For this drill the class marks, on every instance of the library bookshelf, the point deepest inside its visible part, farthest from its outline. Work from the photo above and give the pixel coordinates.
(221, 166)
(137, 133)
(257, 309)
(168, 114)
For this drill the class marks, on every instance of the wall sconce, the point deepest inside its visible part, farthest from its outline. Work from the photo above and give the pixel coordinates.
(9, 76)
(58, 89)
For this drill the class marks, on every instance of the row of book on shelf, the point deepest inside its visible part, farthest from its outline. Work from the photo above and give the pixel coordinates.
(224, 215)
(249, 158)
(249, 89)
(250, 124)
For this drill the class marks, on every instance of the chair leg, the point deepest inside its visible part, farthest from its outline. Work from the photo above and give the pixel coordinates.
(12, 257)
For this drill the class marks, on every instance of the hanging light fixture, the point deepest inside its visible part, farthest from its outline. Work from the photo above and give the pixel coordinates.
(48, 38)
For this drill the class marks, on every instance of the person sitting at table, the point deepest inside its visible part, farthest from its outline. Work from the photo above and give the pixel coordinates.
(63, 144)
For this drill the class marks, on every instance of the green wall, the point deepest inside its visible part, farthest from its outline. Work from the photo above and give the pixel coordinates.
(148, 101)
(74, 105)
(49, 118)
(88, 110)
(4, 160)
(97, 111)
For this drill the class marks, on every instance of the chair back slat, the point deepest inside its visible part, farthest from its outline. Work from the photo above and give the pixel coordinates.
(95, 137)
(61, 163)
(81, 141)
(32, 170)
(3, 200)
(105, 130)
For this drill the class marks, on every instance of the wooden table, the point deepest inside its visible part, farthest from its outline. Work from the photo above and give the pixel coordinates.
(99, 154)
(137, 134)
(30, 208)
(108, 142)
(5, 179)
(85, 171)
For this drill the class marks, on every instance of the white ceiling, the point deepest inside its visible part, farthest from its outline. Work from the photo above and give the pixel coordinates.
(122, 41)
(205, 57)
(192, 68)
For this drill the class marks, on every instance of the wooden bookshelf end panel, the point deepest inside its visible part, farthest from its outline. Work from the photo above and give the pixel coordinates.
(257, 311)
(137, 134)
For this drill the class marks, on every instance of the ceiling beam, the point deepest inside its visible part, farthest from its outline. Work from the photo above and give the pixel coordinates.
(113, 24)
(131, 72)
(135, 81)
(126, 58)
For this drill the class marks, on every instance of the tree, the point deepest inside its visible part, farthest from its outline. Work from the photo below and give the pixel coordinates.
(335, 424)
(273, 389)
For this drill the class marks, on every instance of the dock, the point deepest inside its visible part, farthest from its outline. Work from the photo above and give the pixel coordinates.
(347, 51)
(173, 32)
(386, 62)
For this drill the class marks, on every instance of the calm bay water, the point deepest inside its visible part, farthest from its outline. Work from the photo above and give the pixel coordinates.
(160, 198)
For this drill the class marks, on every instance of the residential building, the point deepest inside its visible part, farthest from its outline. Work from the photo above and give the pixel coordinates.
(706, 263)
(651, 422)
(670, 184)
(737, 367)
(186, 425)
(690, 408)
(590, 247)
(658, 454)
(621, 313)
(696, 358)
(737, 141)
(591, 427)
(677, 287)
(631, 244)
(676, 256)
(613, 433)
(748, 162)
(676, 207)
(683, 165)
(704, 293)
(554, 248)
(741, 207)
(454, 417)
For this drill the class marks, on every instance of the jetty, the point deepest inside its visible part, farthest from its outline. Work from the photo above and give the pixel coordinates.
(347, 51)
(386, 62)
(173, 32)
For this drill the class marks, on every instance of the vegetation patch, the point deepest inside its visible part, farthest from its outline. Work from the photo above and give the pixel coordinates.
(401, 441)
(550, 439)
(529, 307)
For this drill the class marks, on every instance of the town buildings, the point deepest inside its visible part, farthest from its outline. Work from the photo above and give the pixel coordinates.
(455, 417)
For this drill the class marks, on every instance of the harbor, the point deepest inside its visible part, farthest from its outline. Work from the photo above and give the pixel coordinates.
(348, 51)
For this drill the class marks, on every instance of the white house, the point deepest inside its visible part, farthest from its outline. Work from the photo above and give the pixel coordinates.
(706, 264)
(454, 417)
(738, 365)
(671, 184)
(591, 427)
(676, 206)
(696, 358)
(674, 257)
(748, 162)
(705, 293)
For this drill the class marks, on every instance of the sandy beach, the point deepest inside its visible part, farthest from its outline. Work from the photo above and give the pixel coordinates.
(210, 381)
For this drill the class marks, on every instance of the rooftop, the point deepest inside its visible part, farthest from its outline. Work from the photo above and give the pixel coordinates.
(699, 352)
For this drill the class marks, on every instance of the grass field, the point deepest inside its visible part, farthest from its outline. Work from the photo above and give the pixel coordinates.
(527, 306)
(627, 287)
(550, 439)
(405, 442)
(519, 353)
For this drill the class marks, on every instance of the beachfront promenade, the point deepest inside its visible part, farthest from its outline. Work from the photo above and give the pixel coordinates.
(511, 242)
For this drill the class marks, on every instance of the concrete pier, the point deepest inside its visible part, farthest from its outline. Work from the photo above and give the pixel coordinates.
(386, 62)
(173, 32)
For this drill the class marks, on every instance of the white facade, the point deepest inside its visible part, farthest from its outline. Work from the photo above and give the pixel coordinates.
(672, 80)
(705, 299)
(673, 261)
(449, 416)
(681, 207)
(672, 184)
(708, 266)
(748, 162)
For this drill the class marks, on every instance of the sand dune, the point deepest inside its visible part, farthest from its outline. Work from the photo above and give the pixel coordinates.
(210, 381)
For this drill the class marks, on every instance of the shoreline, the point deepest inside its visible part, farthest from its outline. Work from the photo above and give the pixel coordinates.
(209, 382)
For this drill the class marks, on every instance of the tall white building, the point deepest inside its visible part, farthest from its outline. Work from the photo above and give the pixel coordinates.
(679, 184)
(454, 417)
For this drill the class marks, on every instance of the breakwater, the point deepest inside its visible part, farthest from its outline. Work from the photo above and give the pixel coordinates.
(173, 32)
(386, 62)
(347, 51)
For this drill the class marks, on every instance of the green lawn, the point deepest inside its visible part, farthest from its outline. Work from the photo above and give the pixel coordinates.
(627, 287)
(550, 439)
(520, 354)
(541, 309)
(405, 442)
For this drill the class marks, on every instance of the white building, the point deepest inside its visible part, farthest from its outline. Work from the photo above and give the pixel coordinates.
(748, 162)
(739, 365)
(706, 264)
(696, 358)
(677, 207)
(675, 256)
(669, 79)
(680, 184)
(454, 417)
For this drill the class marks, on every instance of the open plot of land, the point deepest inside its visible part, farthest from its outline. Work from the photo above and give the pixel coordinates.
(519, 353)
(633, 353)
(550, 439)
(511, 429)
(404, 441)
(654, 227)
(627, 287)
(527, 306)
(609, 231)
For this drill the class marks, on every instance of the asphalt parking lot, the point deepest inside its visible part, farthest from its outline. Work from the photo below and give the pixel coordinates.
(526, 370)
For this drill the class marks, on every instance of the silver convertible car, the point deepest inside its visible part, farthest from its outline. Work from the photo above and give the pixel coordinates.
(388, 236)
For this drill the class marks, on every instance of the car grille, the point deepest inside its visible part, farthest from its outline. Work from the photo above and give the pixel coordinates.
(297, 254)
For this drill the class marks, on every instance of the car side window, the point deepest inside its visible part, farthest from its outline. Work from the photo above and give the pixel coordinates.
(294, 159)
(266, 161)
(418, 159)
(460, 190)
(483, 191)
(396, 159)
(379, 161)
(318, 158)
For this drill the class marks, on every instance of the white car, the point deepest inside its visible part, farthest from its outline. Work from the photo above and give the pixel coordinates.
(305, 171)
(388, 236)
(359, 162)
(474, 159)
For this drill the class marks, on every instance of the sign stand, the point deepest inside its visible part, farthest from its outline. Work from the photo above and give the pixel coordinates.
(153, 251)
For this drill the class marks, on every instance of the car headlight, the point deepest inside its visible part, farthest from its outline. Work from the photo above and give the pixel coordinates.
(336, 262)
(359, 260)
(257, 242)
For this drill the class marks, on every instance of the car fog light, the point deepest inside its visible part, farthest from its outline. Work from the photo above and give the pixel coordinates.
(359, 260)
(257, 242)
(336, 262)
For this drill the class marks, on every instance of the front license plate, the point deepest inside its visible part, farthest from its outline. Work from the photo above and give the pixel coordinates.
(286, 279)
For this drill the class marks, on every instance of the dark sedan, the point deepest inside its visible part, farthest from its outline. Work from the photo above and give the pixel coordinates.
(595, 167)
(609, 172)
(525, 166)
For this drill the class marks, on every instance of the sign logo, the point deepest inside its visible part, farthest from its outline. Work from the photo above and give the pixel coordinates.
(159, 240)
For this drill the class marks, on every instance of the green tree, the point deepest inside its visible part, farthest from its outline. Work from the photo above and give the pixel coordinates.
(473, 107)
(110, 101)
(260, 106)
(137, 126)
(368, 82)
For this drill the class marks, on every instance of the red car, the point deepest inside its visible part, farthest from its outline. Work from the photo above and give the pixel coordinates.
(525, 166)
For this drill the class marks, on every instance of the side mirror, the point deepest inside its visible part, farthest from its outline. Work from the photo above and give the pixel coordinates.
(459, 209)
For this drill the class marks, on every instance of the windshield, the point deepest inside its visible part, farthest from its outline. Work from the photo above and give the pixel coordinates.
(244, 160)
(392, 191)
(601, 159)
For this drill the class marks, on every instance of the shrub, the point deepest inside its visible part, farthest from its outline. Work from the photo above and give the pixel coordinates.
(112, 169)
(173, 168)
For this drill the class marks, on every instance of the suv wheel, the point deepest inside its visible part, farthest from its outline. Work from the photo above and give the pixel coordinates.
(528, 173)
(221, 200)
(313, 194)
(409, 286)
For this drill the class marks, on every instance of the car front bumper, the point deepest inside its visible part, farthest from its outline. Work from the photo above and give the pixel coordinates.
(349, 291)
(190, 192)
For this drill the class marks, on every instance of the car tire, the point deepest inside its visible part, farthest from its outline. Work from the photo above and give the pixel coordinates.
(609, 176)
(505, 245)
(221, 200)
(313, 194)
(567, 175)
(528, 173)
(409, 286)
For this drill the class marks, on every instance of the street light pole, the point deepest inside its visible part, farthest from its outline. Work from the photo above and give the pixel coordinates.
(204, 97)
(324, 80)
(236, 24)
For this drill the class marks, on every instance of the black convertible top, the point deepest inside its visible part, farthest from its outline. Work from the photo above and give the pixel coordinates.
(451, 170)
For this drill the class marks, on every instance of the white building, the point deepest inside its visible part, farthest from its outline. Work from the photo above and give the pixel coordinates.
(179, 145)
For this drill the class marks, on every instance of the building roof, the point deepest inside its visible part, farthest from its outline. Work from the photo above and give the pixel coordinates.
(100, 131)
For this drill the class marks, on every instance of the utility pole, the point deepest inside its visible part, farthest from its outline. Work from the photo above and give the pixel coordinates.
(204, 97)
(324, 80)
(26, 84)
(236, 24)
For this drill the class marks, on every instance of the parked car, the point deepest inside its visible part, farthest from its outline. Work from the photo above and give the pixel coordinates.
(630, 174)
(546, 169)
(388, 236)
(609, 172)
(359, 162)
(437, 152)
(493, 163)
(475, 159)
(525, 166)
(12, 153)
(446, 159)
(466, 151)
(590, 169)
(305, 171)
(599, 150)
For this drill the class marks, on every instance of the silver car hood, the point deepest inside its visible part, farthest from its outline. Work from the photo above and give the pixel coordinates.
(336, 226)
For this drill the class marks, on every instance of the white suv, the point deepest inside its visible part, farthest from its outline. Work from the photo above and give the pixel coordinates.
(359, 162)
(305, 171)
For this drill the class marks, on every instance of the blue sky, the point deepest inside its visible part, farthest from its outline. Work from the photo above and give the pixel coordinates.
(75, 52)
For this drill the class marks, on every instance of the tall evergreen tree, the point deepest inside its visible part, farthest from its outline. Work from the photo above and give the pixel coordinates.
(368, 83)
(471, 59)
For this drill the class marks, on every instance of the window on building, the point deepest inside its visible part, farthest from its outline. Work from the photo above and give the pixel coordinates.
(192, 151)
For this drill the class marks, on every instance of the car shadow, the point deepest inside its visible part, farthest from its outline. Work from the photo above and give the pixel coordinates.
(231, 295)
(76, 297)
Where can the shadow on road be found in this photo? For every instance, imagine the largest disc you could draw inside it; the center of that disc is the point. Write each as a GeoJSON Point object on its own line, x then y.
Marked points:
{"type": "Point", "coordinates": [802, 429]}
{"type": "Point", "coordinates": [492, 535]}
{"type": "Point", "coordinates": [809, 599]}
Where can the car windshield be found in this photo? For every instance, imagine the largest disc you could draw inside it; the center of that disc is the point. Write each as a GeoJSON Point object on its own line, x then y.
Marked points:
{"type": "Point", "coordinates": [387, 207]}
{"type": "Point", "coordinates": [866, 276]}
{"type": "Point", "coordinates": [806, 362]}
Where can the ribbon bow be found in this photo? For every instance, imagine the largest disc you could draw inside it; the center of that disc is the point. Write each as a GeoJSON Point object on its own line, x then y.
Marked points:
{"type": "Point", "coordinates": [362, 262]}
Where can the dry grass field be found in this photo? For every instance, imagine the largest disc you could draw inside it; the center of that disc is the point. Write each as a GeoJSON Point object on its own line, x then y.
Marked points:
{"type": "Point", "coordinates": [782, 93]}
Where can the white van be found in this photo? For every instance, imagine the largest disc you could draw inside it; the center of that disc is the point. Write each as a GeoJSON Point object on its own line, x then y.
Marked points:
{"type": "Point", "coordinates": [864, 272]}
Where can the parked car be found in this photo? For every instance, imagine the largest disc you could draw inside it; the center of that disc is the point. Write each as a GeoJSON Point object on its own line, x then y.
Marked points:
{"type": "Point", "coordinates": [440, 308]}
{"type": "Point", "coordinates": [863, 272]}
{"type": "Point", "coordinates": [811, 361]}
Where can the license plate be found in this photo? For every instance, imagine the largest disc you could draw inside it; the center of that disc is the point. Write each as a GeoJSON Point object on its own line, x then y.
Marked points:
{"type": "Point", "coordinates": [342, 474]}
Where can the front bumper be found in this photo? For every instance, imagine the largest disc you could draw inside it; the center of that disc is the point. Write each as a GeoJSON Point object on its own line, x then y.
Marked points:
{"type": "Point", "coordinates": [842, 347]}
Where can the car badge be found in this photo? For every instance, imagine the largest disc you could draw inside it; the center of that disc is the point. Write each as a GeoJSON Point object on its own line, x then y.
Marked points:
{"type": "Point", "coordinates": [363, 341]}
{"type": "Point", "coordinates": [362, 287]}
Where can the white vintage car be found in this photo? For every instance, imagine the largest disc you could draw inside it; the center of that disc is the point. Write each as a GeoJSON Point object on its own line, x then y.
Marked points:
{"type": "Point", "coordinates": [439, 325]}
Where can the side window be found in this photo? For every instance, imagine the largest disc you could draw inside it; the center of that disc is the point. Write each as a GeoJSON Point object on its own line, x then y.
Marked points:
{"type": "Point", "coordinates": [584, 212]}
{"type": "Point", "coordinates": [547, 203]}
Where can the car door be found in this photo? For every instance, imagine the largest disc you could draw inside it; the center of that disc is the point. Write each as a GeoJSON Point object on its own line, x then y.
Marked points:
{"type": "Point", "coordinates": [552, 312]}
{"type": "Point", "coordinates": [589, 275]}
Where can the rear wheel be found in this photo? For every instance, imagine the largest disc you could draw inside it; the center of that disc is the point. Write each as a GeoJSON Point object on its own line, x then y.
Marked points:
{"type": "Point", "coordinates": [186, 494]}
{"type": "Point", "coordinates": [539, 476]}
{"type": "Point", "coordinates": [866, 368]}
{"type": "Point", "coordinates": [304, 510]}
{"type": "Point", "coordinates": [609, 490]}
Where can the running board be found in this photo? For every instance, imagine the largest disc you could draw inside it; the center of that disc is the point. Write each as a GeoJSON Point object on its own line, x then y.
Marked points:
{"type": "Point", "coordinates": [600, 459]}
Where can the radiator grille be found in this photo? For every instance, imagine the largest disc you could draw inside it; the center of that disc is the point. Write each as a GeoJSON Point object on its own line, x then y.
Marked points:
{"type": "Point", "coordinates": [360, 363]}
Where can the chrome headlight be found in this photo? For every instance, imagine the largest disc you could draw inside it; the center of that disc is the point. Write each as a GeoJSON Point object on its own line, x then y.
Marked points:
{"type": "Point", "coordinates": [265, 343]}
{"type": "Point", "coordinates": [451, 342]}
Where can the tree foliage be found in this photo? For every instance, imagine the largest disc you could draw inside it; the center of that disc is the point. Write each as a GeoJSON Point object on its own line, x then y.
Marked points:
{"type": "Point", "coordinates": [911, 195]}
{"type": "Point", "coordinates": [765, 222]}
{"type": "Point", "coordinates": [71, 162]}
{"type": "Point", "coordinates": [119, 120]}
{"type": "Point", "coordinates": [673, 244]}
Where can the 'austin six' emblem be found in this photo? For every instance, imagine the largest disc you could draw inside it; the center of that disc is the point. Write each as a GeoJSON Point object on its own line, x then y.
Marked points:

━━━━━━━━━━━━━━━━━━━━━━━━━━━━━━

-- Your objective --
From the entries above, return exactly the line containing "of the window", the line containing "Where can the shadow", and all lines between, and nothing else.

-- Problem solution --
For this drill the class marks, on every instance of the window on building, the point deepest inside its visible part, farthest from its outline. Work from the photo above and give the pixel coordinates.
(192, 151)
For this drill the class marks, on every instance of the car shadow, the point deepest inside its visible part, farthest from its outline. Work from the photo above and give the pixel coordinates.
(231, 295)
(76, 297)
Where can the shadow on road be found in this photo? For every instance, imagine the largest disc you could draw inside it; the center of that disc is the point. Write each as a GeoJSON Point object on its own line, x then y.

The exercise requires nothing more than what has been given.